> [TAREA BREVE 1]:
Reúne todas las líneas de los registros que contienen la cadena "dark" y cópialas.

Nos habíamos interrumpido porque queríamos dar nuestras gracias a los sindicatos por su lucha en favor del ocio y del descanso de los trabajadores. Esto que se dice aquí es nuestro agradecimiento, pues como no queremos ser sólo productos, expresiones y reacciones de los horrorosos fenómenos de la decadencia de lo anticuado y caduco, sino productores, que hacemos revivir el espíritu caído, que era antes espíritu común y ahora se ha convertido en aislamiento, y llevarlo a nuevas formas, nuestro agradecimiento debe ser productivo, debe señalar lo que ha de llenar el ocio y el descanso de los trabajadores, a fin de que hombres sanos y fuertes, movidos por el espíritu, puedan preparar lo nuevo, que debe resurgir en nosotros como algo primitivo, si debe ser para nosotros un valor, si debe persistir.

> [TAREA BREVE 2]:
Escribe la continuación del texto sobre el ocio y el descanso de los trabajadores, empezando justo después de su última oración.

> [MATERIAL DE TRABAJO]:

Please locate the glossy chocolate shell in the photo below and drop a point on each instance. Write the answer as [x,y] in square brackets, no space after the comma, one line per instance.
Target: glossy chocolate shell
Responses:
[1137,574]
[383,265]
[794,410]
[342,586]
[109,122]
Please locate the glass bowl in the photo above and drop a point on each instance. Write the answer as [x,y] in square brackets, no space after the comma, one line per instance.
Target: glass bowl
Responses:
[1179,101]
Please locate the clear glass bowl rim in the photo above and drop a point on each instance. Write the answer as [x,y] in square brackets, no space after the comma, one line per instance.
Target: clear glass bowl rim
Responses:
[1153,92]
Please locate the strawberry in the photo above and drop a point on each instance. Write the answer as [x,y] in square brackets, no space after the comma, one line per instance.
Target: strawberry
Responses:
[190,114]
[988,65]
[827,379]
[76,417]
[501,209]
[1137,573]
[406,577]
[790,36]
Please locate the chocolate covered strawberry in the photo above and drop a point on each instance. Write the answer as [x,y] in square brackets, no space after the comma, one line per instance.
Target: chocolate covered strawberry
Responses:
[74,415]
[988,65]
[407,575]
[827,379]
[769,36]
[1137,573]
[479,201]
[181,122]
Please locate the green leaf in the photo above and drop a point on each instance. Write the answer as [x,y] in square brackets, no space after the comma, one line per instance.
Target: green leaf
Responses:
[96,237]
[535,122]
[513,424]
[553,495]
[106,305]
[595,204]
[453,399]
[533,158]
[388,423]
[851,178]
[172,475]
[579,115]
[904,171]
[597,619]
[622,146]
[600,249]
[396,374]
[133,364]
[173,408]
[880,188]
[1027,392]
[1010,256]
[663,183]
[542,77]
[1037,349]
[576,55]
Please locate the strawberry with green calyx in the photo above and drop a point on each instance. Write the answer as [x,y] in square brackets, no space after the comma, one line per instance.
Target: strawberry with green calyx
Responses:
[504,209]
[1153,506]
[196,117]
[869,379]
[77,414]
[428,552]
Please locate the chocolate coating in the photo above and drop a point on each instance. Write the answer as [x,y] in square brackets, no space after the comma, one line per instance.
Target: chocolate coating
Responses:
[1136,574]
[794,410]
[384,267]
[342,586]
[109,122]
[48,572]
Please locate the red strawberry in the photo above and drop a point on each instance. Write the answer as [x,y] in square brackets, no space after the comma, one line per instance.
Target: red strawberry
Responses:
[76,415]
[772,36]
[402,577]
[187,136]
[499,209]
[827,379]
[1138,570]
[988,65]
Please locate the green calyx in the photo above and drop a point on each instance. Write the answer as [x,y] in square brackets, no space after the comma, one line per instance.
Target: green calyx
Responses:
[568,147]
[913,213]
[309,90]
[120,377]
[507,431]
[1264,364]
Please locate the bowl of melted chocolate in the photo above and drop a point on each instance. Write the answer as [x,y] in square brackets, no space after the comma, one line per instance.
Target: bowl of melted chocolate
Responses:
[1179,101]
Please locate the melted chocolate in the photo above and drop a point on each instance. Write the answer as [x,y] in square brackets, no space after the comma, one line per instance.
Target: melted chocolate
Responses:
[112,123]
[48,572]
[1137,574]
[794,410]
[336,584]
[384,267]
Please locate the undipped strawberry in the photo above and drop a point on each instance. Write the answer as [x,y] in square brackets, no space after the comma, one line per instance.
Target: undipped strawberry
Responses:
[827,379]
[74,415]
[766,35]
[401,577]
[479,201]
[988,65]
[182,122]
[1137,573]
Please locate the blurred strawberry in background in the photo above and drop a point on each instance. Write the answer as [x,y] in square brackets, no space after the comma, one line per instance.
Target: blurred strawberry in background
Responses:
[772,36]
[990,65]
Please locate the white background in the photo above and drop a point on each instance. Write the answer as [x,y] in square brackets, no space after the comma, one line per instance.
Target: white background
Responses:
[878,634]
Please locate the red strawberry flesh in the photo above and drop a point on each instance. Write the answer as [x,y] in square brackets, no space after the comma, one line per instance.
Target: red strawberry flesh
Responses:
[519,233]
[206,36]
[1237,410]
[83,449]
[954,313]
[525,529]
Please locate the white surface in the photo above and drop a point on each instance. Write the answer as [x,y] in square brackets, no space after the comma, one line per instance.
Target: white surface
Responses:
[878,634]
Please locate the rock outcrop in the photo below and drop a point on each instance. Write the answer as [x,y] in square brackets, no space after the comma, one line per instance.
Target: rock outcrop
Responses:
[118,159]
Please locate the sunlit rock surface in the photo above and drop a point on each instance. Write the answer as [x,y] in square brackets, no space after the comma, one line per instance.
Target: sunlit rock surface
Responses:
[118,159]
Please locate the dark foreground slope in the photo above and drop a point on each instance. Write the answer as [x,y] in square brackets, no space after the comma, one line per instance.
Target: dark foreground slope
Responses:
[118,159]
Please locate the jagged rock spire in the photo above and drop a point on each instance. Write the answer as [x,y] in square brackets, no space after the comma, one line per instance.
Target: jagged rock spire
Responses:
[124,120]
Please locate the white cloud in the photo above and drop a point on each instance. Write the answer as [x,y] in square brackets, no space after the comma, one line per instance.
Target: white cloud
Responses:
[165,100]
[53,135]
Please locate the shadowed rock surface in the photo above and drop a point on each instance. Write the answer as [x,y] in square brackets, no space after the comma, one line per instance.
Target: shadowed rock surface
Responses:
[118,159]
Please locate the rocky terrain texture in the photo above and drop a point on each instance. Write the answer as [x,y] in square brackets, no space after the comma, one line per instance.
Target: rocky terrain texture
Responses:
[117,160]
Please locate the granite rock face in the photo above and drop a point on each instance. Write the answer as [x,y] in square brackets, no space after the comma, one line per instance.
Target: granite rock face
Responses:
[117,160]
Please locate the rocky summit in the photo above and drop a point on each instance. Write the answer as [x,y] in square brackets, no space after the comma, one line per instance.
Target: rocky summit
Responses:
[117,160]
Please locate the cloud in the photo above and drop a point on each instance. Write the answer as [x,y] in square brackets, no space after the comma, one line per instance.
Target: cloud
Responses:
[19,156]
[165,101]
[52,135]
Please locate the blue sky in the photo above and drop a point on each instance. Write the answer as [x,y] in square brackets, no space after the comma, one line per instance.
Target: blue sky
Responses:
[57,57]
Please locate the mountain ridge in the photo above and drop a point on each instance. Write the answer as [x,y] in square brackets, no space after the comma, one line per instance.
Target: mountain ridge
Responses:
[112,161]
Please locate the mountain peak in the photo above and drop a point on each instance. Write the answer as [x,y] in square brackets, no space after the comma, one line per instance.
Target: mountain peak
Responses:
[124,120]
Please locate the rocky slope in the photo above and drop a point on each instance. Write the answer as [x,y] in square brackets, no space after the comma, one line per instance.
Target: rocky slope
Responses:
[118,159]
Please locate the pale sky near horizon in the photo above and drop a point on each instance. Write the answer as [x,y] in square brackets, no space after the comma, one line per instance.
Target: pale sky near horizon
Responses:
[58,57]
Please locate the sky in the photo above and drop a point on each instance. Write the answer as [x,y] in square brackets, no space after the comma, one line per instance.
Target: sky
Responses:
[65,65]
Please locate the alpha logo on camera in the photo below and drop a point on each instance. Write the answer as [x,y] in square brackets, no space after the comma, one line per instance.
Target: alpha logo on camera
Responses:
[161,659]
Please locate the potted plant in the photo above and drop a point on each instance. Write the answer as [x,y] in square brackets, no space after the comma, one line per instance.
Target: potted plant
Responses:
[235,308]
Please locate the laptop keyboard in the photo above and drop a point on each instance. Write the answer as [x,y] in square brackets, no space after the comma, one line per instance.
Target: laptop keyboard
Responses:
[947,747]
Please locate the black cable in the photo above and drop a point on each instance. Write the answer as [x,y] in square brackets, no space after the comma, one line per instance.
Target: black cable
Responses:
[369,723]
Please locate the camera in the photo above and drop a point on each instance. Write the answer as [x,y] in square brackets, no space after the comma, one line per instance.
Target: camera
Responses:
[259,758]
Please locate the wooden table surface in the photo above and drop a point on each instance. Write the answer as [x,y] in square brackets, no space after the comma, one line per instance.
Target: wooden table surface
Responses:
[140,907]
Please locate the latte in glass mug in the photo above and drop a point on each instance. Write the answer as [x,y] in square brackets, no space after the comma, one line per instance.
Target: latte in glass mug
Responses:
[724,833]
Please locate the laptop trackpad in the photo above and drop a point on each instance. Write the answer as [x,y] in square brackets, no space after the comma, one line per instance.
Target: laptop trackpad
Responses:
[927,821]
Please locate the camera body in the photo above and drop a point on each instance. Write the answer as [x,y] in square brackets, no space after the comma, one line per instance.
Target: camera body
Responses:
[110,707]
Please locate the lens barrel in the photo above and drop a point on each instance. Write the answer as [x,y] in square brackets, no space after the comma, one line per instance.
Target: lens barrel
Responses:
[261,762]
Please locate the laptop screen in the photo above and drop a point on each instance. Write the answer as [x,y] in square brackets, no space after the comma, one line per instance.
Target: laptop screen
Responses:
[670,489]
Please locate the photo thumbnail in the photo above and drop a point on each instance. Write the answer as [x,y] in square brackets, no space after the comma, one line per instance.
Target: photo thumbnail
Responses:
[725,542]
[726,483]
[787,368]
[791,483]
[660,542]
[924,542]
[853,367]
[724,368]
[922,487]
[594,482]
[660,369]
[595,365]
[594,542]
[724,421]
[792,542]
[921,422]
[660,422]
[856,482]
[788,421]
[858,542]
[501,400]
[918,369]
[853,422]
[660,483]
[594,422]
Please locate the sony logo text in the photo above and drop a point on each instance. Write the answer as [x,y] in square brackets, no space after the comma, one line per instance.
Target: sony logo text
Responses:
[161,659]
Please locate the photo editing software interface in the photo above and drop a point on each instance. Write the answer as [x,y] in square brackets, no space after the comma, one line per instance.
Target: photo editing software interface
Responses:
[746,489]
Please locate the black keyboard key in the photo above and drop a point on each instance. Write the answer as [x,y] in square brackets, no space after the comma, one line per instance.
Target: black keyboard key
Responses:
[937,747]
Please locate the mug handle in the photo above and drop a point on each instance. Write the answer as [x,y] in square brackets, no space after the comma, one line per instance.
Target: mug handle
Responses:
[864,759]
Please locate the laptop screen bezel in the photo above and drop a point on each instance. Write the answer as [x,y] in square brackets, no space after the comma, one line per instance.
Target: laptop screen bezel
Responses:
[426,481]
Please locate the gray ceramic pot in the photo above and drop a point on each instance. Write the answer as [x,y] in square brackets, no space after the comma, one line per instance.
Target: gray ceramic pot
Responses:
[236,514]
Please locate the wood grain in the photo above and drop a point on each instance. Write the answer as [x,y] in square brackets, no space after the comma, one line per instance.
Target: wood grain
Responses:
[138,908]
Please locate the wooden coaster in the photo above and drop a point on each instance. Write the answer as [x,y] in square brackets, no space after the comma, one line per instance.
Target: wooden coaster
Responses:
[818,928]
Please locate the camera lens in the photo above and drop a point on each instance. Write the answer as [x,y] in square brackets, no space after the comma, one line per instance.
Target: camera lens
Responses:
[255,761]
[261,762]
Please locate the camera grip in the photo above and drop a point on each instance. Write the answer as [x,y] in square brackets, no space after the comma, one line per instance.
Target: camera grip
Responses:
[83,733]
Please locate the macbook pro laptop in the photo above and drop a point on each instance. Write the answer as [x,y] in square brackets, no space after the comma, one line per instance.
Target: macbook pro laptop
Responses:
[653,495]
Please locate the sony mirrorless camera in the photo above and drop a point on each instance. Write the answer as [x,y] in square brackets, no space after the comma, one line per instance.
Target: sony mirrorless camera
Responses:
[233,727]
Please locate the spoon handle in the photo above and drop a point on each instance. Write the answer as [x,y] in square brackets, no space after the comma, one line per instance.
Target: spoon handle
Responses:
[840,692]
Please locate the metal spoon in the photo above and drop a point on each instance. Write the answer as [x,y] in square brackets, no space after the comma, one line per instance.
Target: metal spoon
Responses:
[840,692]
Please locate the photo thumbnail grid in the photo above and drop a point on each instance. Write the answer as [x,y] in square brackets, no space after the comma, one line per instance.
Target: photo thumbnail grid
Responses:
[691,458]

> [RESPUESTA 1]:
Please locate the dark foreground slope in the photo above and drop a point on each instance. Write the answer as [x,y] in square brackets, no space after the comma, one line per instance.
Target: dark foreground slope

> [RESPUESTA 2]:
La reducción de las horas de trabajo crea a los trabajadores una pausa de descanso más larga. Por mucho que eso pueda alegrar, porque realmente esa reducción es importante, tanto menos se puede dejar fuera de atención lo que esa conquista tiene frecuentemente por consecuencia. A menudo el capitalista fuerte, una gran compañía anónima, por ejemplo, tiene todos los motivos para alegrarse de la victoria de los obreros. Todos los patronos de un determinado oficio se ven en cierto modo forzados a reducir la jornada de trabajo; pero los grandes establecimientos son a menudo capaces de hacer frente a esa reducción por la introducción de nuevas máquinas que atan a los obreros más continuamente al aparato mecánico y tienen así gran ventaja ante la concurrencia mediana y pequeña. Algunas veces, ciertamente, ocurre lo contrario: el establecimiento gigante no puede transformar su monstruoso mecanismo, mientras que el patrón mediano o pequeño, si tiene mercado seguro y buen crédito, se puede adaptar más fácilmente a las nuevas condiciones.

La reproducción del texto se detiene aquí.